━━━ EXTRACTED MATERIAL
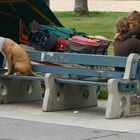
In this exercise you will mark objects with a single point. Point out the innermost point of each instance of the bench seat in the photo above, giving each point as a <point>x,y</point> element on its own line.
<point>73,80</point>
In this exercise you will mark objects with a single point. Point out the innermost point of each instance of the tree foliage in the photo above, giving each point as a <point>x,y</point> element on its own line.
<point>81,7</point>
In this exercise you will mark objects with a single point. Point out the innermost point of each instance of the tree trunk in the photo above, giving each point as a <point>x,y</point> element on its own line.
<point>81,7</point>
<point>48,2</point>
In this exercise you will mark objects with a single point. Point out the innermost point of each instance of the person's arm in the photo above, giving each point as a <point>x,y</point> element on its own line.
<point>135,31</point>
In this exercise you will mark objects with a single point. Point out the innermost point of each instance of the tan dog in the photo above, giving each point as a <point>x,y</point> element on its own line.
<point>18,60</point>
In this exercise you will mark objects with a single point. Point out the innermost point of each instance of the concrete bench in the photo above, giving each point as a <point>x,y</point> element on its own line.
<point>73,80</point>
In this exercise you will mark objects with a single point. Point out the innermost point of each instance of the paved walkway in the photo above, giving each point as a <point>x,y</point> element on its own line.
<point>26,121</point>
<point>98,5</point>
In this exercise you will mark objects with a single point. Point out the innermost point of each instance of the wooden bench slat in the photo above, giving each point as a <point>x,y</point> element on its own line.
<point>77,71</point>
<point>75,58</point>
<point>21,77</point>
<point>79,82</point>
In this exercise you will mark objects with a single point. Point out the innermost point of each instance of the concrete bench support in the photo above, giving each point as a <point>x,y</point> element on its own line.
<point>67,96</point>
<point>13,90</point>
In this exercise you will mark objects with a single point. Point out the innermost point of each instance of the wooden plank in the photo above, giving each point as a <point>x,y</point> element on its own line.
<point>75,58</point>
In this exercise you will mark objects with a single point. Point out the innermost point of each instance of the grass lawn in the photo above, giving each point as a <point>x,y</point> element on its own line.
<point>95,23</point>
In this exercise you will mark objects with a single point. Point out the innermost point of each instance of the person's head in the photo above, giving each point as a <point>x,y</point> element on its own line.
<point>122,26</point>
<point>134,19</point>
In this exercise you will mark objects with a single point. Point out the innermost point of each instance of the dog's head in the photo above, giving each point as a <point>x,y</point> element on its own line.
<point>123,26</point>
<point>134,19</point>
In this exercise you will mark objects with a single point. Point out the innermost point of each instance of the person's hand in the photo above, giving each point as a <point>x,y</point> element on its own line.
<point>117,36</point>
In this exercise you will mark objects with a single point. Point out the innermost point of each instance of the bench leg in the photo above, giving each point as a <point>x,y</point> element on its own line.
<point>60,97</point>
<point>118,103</point>
<point>13,90</point>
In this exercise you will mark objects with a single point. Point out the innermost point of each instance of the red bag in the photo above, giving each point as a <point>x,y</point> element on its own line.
<point>84,41</point>
<point>61,45</point>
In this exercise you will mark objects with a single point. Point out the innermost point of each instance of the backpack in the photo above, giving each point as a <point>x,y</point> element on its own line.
<point>78,44</point>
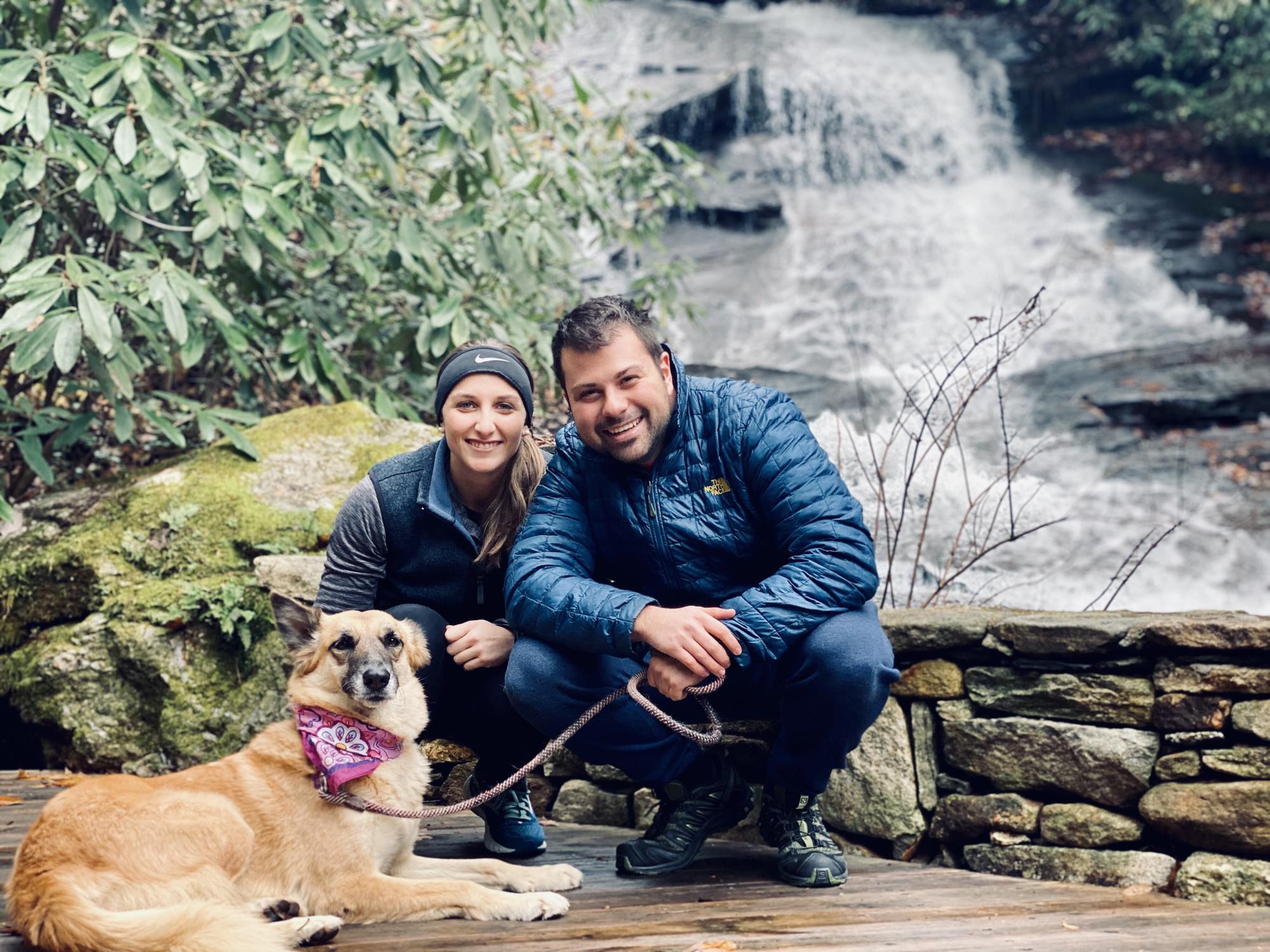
━━━━━━
_WHAT IS BEING ASKED_
This task calls for the records to be copied exactly, without pictures.

_YOUR RESPONSE_
In this exercise you will mark objects with a single point. Point out the innermost point of each instance of the bench seat in the photo above, giving each point as a <point>x,y</point> element on its own line.
<point>73,80</point>
In this exercise you will mark objects with a single point. Point out the innermost point of each instance of the tree foliage in the photo above, giving each point as a <point>x,y</point> element on its own line.
<point>81,7</point>
In this exercise you will mark objects with a single point. Point out the innermost point of each instance of the tree trunk in the photo above, giving each point as a <point>x,y</point> element on its own line.
<point>81,7</point>
<point>48,2</point>
In this exercise you will mark objects with a single point. Point out the innermost point of each instance of the person's arm in the photo above, giving each point as a <point>x,y</point> element on its own line.
<point>135,31</point>
In this exercise you will mark objects with a single point. Point out the innermost point of each instance of the tan dog in the photo above, giving each point as a <point>x,y</point> element on its own line.
<point>18,60</point>
In this exercise you will mark objects with a single point. Point out the innermost point of each instance of the concrete bench in the photo above, giving each point as a <point>x,y</point> element on its own line.
<point>73,80</point>
In this exercise you will mark objects with a single point. Point out the innermost point of each instance of the paved walkway in the photo above, giving each point as a <point>x,y</point> element on its own line.
<point>26,121</point>
<point>98,5</point>
In this exercise you will mark objects with a single point. Point out the innermost point of each instance of the wooden bench slat in the photo above, giving each point as a <point>x,y</point> element on its own line.
<point>77,71</point>
<point>75,58</point>
<point>21,77</point>
<point>79,82</point>
In this exercise you will mark objects with a single point. Point out the innermost point of each instance of the concrete bench support in the photo above, giving each point as a <point>x,y</point> element on its own line.
<point>67,96</point>
<point>13,90</point>
In this exercise you will mark objects with a single point. Point out the innermost point of each instance of the wooden plank in the photo above, giving each point as a <point>x,y</point> element on its own line.
<point>75,58</point>
In this exercise you will mark objects with a single point. Point out the innermost point of each instance of the grass lawn in the photo above, giving each point as a <point>x,y</point> element on its own line.
<point>95,23</point>
In this exercise you will mark objects with a single point. Point out the innermost point of each instance of the person's head in the photo above, giving each point as a <point>x,y</point> element on its own line.
<point>122,26</point>
<point>134,19</point>
In this exercise you will mark objects with a single point. Point out the innermost point of each instance of the dog's head in the photo above, giving each point as a <point>x,y</point> element on its own line.
<point>123,26</point>
<point>134,19</point>
In this exercise you will mark objects with a single point. Point out the innermost point of each instance of the person's hand in the photo above, giving each point as a <point>x,y</point> element on its own line.
<point>117,36</point>
In this exercise you will mark objects with a single point. Point out the innermost point of each instance of the bench leg in the photo above, giving each point as a <point>x,y</point> element on its own line.
<point>60,97</point>
<point>118,103</point>
<point>13,90</point>
In this exercise you will mark objects with a single point. Point out the innermost point of each instance of the red bag in the photo above, giving each point as a <point>x,y</point> element on its own line.
<point>84,41</point>
<point>61,45</point>
In this exercise you will mark objects with a single point. Point out the innermost point of each instance of the backpack in the photo above, giving each point as a <point>x,y</point> element on its own line.
<point>78,44</point>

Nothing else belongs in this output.